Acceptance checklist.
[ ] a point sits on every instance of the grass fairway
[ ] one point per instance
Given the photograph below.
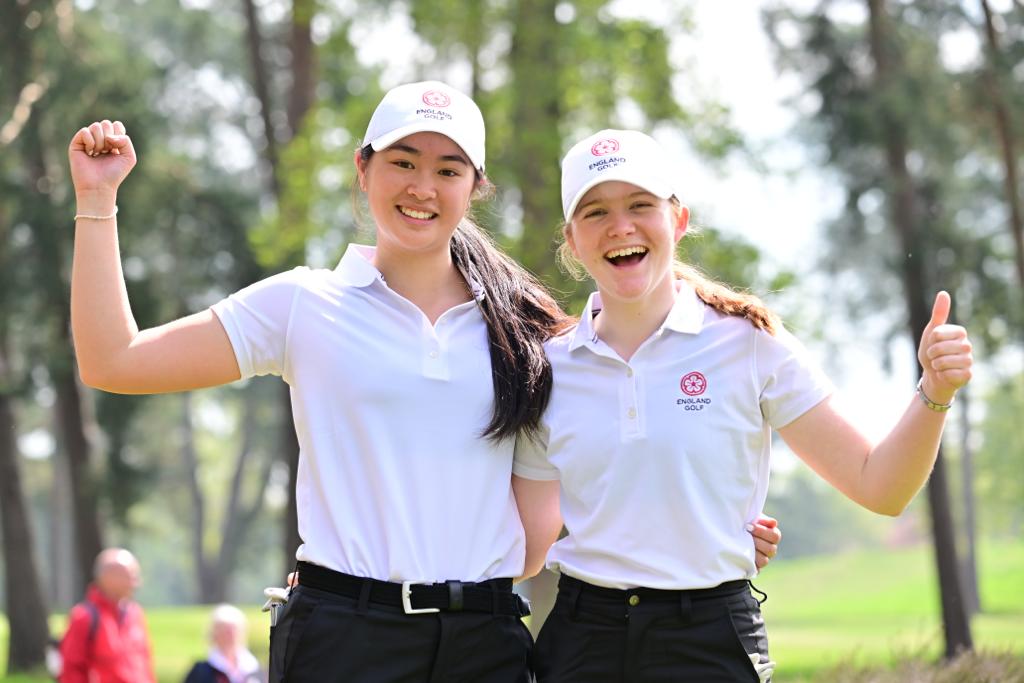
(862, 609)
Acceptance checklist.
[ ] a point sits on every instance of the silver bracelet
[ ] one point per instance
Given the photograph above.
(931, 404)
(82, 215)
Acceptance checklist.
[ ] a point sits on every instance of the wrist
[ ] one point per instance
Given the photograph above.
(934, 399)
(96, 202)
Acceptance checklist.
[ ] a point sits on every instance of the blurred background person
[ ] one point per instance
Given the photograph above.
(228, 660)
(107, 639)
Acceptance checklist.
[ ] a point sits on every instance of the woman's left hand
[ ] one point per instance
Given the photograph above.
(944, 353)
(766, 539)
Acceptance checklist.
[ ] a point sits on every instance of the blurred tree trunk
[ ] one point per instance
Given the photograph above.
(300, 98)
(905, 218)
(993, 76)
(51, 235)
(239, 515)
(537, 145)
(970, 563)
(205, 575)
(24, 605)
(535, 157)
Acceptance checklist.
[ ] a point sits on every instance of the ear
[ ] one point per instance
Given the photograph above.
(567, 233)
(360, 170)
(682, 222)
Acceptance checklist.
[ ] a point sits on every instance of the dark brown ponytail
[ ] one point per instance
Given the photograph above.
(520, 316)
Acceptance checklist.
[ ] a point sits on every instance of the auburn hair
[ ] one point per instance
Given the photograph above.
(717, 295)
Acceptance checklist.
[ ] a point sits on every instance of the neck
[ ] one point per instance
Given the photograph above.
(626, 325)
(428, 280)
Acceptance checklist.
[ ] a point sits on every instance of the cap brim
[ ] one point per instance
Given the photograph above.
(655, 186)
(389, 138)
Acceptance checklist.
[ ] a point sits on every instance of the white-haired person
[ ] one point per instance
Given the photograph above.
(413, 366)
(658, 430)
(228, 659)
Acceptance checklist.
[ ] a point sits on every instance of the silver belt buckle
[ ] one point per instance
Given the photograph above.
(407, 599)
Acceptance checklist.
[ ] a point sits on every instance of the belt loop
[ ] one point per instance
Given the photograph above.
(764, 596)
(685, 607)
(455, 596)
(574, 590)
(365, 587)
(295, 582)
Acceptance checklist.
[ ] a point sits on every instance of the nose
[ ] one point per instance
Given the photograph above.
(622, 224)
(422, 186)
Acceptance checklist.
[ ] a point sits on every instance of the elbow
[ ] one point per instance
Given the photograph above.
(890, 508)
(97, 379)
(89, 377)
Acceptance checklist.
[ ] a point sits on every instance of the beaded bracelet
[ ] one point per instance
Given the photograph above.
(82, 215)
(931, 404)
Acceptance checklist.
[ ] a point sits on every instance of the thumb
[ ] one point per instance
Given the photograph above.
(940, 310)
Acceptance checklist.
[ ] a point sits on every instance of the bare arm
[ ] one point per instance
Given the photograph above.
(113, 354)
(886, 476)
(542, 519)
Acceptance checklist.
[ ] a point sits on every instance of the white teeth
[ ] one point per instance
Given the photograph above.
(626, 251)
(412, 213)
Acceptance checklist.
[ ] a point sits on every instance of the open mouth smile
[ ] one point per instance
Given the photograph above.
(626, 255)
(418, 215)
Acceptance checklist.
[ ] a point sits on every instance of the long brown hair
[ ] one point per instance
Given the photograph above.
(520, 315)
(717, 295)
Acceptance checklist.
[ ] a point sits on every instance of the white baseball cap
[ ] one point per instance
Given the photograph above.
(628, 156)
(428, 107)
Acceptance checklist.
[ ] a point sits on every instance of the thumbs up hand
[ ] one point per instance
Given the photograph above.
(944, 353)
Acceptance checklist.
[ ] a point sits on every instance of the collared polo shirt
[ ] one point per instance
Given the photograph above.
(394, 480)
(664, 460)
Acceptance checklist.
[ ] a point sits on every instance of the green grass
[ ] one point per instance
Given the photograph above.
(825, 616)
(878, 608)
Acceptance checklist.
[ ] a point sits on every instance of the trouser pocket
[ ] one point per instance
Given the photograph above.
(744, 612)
+++
When printing the entries, leave out the images and keep everything else exact.

| SOLUTION BELOW |
Acceptance checklist.
[ ] a point sits on every instance of the grass fairway
[ ] one point per instance
Given the photograph below.
(862, 609)
Acceptance checklist.
[ ] a point sits on every instance of the silver bracelet
[ ] one point per instance
Given the photograph above.
(931, 404)
(82, 215)
Acceptance checklist.
[ ] a point sits on every instance of the wrist
[ ] one point per instance
Given the photograph above.
(934, 399)
(96, 202)
Acceptance checklist.
[ ] a point sits on every instance of the blurred background person
[ ] one point per instance
Given the photograph above.
(228, 660)
(107, 639)
Acceptance checklist.
[ ] a point sits on every instance of the woman's left hand
[ ] one point per instance
Given the photograph above.
(944, 353)
(766, 539)
Acceptance checklist.
[ ] a point sits on every instance of the blurred tree trunk
[ ] one point per instance
Given the photograph above.
(300, 98)
(905, 218)
(993, 76)
(51, 235)
(239, 515)
(537, 145)
(970, 563)
(205, 575)
(24, 605)
(535, 157)
Acceptance checklist.
[ ] a point sits on every instance of the ear
[ ] one point per instance
Given the photograph above.
(567, 233)
(360, 170)
(682, 222)
Acceptance checklist.
[ ] a point sits on every instance of the dark brown ponytail
[ ] one point per instance
Given the photograph above.
(520, 316)
Acceptance checklist.
[ ] a point sits on every instance of the auburn hair
[ ] one point per instance
Given the photograph above.
(717, 295)
Acceptance checklist.
[ ] a point sits on every instance of the neck
[ ] one point per instance
Given the photograph above.
(626, 325)
(428, 280)
Acceptance checklist.
[ ] a point sits on every instance of the cap brim
[ ] one point per instance
Given the photograph above.
(655, 186)
(389, 138)
Acceptance checklist.
[ ] a point sits on every instance of the white-haired person
[ ] one point per instance
Given the photograph above.
(413, 366)
(658, 430)
(228, 659)
Acceptance checklist.
[ ] a point sits on every instance of the silver belt buckle
[ ] one point per instance
Given the photograph above.
(407, 599)
Acceptance checklist.
[ ] a point sits on every instance of the belt loop
[ ] one point per instance
Given the photograph above.
(764, 596)
(685, 607)
(455, 596)
(574, 590)
(365, 587)
(295, 582)
Acceptance checklist.
[ ] a point sits on every instance of the nose
[ ] one point per instance
Given the photograph above.
(622, 224)
(422, 186)
Acceptance checklist.
[ ] a point sits on every instance of the elbow
[ ] one point per instance
Given the photograph above.
(890, 508)
(97, 379)
(89, 377)
Acceptance checklist.
[ ] a point sits on every instance of the beaded bracelet
[ ] one point per instance
Given the photograph above.
(82, 215)
(931, 404)
Acceptance checklist.
[ ] a point sits on every instance of the thumb
[ ] one point per instance
Given the photograph above.
(940, 310)
Acceptance checklist.
[ ] a point sits on every instance of the bare arm
[ ] one point per instance
Given the photograph above.
(113, 354)
(886, 476)
(542, 519)
Acceptance checklist.
[ ] a point sits on every instance of the white teeth
[ ] one point per instance
Given the photograph above.
(626, 251)
(412, 213)
Acceptance checklist.
[ ] a point sits on every instance of the open mouth smile
[ ] one point per instance
Given the photograph above.
(626, 255)
(418, 215)
Acceptance checklist.
[ ] a point sits on every instance of the long brown hair
[ ] one point per instance
Given the photograph above.
(520, 315)
(717, 295)
Acceptance checklist.
[ ] a point sits on every instance of the white baseball cap
[ ] one point per instance
Given the photograph above.
(628, 156)
(428, 107)
Acceptance checklist.
[ ] a point sits on every instance of the thumbs up hand
[ ] one point per instance
Given the photograph above.
(944, 353)
Acceptance checklist.
[ ] a point sits on every instance of the collared polo shirt
[ ] one point per instance
Given the photograph above.
(394, 480)
(664, 460)
Acceptance checklist.
[ ] a point sits on every instance of the green grass
[ ] one point per instance
Given the photograph above.
(825, 616)
(878, 608)
Acceptance checklist.
[ ] a point sits on every instance of the trouser pocket
[ ] one point per instance
Given the photograph above.
(744, 612)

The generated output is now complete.